--- EXCERPTED PASSAGE ---
::::

Oh, but it fills me with profound despair to think that 30 Rock will lapse into reruns in just two short weeks. Because tonight's episode, "Cougars," was eight different shades of awesome. Thankfully an episode called "Ludichristmas" still lies in our collective future. Ah, Ludichristmas, that most glorious of holidays.
I've set the bar really high for this show of shows yet it still manages to surprise me. An elaborate Iraq War allegory housed in a plot involving Jack Donaghy hijacking Tracy Morgan's inner city baseball team and transforming it into a disastrous quagmire through leadership that aspires to be Churchillian yet dead ends at Bushian (that would be Jr. not his looking-better-by-the-day dad)? Good old Liz Lemon and Frank competing for the same 20-year-old dreamboat? Creepy, unexpected homoeroticism? Animal strip clubs? Quotable line after quotable line after quotable line? 30 Rock has gotten into a borderline transcendent groove this season where brilliance is commonplace and barely a minute goes by without a big-ass laugh.
In yet another casually satirical winner, Tracy Jordan is forced to coach a baseball team as part of his community service (where, pray tell, do you think they came up with the idea of Jordan's character being in trouble with the law? What imagination those writers possess!), only to have his vanilla-face boss turn the team into the baseball equivalent of Baghdad on a bad day. Meanwhile, Liz Lemon somehow finds herself competing with baseball-hat-enthusiast Frank for the affections of a 20-year-old coffee delivery boy with some serious mother issues.

::::

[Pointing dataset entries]
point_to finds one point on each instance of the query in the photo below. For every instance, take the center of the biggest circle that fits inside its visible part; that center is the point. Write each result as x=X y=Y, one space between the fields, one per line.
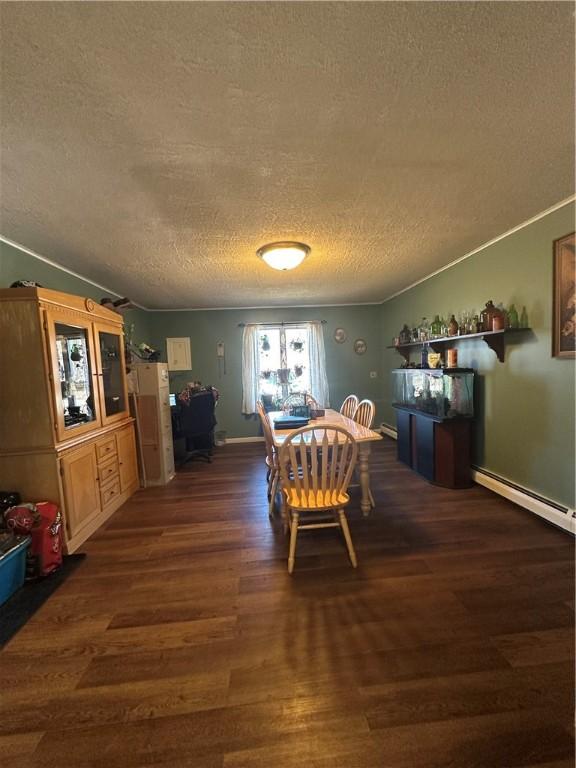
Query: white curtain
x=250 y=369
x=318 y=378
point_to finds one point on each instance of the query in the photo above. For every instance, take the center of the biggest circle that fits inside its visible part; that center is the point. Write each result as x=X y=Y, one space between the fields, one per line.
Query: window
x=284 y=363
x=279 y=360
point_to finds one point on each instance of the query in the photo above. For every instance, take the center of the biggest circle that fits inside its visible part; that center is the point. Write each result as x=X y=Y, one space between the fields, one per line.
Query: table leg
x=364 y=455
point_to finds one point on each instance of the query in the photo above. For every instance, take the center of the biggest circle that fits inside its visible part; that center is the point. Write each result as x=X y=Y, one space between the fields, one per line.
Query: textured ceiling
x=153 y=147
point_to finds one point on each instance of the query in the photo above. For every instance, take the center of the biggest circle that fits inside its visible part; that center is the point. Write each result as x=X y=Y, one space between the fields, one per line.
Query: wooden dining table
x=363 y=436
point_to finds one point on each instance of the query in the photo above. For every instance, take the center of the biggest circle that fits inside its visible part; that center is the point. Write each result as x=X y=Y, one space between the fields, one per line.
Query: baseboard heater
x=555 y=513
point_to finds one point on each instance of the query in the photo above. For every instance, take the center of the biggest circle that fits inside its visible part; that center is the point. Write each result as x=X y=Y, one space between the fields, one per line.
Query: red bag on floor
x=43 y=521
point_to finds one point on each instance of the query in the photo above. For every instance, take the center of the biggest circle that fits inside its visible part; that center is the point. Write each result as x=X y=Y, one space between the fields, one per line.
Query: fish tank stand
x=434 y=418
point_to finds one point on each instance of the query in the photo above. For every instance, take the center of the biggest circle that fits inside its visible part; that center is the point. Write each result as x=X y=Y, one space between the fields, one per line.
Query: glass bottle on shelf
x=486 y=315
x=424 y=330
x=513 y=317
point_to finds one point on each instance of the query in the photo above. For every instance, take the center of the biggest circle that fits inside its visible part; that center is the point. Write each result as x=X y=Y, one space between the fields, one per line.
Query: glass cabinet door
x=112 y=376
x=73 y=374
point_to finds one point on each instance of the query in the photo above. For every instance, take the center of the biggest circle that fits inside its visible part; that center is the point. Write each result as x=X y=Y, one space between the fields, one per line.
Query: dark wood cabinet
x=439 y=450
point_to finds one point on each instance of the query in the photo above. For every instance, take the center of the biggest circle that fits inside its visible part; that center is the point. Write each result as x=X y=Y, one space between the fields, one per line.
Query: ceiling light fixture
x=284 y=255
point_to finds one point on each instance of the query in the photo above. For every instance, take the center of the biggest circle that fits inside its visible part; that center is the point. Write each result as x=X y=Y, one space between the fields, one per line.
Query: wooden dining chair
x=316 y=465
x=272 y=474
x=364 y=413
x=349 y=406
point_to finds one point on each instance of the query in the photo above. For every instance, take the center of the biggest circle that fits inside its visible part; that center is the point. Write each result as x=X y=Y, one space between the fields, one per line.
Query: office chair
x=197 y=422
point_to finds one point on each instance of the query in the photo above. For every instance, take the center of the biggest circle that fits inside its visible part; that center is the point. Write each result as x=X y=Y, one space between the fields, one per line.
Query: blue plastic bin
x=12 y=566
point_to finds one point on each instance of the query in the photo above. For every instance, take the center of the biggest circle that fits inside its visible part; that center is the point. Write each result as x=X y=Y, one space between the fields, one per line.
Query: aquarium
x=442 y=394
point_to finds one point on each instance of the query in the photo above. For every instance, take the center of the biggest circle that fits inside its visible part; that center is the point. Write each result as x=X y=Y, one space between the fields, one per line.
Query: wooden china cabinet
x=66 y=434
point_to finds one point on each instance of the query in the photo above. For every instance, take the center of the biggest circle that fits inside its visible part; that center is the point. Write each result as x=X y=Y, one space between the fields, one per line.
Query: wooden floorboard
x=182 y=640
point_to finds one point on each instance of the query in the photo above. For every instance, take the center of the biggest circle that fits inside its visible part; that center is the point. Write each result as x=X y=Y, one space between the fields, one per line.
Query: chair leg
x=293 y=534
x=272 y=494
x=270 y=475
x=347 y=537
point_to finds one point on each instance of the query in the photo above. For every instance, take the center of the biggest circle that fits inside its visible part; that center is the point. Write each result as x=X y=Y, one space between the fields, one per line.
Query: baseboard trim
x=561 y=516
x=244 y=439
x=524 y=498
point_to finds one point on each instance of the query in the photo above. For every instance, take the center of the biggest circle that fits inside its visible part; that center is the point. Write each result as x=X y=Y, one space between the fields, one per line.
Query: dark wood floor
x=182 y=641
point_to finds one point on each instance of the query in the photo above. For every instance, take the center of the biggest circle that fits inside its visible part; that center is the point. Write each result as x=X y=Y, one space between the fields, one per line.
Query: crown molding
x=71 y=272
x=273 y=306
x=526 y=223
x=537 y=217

::::

--- SHORT TASK ---
For the 30 Rock review above, decide whether each statement agrees with it, answering yes or no and quoting the deciding words: (a) Tracy Jordan coaches the baseball team as part of his community service. (b) The episode "Ludichristmas" has already aired. (c) Liz Lemon and Frank compete over a 20-year-old coffee delivery boy.

--- OUTPUT FOR THIS TASK ---
(a) Yes: "Tracy Jordan is forced to coach a baseball team as part of his community service"
(b) No: "still lies in our collective future"
(c) Yes: "Liz Lemon somehow finds herself competing with baseball-hat-enthusiast Frank for the affections of a 20-year-old coffee delivery boy"